TASK DETAILS: Among the records below, find the line that has "Target: dirt ground"; from there, give the lines again exactly, and stop after the line that has "written like (131,42).".

Region pointing data:
- - - -
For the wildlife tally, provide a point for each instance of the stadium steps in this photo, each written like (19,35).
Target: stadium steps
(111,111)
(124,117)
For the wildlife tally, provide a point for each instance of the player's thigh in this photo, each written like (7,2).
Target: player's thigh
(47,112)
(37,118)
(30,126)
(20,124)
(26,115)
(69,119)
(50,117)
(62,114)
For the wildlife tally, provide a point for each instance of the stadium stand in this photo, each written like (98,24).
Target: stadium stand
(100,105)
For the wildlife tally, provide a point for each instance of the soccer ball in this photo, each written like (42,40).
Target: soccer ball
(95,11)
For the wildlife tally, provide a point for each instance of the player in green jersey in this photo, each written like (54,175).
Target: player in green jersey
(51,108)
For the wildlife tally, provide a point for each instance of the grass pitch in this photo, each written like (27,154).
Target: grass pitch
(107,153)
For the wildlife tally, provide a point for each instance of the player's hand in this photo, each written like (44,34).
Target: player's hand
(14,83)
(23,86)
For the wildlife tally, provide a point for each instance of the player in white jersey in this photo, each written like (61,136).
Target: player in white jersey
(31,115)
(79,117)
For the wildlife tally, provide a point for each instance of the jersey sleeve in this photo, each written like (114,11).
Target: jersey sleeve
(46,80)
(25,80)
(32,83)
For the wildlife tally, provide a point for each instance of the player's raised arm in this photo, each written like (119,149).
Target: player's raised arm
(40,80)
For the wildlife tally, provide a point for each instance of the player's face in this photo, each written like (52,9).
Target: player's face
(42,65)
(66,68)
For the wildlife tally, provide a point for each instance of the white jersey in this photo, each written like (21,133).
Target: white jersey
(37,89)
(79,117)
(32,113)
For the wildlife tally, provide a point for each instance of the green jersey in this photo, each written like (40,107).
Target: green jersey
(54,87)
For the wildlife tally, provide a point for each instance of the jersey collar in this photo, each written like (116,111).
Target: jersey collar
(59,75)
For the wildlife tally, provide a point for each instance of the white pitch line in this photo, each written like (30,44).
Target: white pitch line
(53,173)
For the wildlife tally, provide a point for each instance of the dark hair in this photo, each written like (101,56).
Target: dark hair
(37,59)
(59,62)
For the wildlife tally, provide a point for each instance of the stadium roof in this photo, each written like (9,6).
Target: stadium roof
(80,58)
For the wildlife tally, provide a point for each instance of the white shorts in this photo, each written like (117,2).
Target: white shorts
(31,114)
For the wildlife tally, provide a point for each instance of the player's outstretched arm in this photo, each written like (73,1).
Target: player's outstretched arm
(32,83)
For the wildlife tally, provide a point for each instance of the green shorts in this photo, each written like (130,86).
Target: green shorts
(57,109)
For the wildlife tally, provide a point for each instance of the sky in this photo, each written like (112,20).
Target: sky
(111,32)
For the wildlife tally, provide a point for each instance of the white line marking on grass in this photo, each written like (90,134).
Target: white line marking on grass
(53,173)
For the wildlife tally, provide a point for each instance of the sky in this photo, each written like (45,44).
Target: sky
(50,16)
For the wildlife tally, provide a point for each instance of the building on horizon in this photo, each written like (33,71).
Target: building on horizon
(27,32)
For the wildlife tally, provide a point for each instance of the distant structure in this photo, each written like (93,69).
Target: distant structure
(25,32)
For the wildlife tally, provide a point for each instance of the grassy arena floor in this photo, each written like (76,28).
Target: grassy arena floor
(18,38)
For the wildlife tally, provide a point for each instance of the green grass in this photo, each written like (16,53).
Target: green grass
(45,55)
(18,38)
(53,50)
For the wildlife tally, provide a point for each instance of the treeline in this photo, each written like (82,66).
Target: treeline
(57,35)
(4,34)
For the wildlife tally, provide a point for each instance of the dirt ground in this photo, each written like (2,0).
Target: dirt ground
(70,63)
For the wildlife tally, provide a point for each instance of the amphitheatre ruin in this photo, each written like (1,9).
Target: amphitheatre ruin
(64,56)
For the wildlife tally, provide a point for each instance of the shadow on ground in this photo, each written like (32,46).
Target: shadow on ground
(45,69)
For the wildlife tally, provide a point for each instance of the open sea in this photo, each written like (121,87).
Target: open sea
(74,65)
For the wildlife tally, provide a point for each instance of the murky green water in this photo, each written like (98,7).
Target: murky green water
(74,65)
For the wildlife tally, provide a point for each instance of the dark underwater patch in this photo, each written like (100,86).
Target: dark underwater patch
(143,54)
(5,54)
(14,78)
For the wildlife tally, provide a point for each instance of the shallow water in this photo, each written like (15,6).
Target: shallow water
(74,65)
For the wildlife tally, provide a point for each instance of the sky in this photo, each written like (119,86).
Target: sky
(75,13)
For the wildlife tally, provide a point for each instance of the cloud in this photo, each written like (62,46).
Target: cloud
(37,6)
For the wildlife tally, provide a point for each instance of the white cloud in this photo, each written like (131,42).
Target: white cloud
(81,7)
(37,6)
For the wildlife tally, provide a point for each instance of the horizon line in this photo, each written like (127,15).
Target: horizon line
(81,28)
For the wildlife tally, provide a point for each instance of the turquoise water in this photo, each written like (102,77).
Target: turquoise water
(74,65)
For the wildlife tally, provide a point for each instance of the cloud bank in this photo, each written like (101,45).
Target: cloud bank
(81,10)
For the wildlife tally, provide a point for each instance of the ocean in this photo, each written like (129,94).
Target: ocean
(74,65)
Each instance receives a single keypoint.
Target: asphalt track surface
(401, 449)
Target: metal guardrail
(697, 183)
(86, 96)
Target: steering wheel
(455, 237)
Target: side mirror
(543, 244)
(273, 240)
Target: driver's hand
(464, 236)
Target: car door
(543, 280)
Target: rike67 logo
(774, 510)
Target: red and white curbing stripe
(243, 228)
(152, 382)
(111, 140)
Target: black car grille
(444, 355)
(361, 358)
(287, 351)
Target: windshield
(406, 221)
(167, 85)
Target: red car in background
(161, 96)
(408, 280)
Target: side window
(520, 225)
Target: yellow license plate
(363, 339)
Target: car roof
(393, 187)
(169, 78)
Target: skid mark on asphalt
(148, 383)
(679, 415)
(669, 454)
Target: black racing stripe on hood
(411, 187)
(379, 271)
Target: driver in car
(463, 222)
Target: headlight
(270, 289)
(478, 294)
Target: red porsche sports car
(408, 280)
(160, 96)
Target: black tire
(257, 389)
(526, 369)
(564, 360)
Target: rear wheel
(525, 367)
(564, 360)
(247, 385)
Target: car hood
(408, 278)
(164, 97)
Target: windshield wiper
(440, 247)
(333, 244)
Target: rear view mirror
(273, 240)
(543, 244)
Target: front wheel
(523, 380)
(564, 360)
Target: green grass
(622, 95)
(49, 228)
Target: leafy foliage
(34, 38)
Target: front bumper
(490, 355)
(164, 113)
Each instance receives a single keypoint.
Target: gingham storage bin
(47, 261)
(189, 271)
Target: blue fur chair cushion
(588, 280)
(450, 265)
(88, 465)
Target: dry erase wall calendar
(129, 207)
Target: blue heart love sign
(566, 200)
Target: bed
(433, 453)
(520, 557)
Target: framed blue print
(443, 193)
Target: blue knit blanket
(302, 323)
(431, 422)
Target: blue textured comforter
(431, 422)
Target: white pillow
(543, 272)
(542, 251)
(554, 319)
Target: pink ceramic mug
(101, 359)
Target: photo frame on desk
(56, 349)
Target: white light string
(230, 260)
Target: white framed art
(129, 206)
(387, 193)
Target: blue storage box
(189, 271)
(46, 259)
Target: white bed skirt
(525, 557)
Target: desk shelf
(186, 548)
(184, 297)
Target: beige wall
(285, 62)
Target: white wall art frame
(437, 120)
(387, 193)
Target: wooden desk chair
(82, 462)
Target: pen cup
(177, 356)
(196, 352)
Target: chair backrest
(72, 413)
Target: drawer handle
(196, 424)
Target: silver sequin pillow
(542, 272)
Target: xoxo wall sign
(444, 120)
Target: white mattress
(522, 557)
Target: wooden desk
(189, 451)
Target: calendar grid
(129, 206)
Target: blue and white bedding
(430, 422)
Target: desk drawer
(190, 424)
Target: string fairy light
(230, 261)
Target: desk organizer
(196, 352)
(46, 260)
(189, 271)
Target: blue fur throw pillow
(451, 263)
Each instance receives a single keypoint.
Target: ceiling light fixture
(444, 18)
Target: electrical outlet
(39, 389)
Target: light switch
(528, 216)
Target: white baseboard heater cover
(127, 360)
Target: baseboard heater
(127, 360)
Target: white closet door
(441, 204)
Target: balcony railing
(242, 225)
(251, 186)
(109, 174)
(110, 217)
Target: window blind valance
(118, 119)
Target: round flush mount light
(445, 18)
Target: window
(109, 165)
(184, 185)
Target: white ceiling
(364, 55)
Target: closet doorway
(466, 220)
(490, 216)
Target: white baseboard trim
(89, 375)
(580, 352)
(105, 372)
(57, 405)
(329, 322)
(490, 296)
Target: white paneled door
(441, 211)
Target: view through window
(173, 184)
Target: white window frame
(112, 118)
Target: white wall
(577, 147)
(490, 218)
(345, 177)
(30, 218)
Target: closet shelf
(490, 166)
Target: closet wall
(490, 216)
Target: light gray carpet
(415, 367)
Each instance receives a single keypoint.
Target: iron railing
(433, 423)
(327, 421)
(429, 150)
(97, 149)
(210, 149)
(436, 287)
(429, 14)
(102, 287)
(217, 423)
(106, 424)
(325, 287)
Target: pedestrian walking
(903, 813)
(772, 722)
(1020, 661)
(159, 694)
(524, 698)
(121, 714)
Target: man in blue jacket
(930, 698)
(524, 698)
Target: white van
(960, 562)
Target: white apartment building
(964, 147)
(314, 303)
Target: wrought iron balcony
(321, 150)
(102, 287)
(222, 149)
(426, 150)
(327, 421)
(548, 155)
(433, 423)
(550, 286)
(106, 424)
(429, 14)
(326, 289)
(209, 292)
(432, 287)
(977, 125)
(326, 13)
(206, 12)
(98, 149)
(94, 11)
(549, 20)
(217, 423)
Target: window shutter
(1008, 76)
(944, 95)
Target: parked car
- - - -
RESPONSE AREA:
Target: dirt ground
(70,63)
For the wildlife tally, provide a point for each instance of the amphitheatre ruin in this photo, each written like (1,9).
Target: amphitheatre ruin
(64,56)
For the wildlife tally, provide a point for each instance of the shadow on ground in this photo, each written like (32,46).
Target: shadow on ground
(45,69)
For the wildlife tally, provide a point for each instance of the open sea in this photo, each written like (121,87).
Target: open sea
(74,65)
For the wildlife tally, provide a point for each instance of the murky green water in this photo, each written like (98,7).
Target: murky green water
(74,65)
For the wildlife tally, provide a point for each instance of the dark underwater patch in this photo, each written like (100,86).
Target: dark underwater patch
(143,54)
(5,54)
(14,78)
For the wildlife tally, provide a point for each instance of the shallow water in this photo, each written like (15,6).
Target: shallow water
(74,65)
For the wildlife tally, provide a point for each instance of the sky in this photo, each written like (119,86).
Target: sky
(75,13)
For the wildlife tally, provide a point for each instance of the cloud in this photo, each written like (62,46).
Target: cloud
(37,6)
For the wildlife tally, provide a point for each instance of the white cloud in this photo, each written like (131,42).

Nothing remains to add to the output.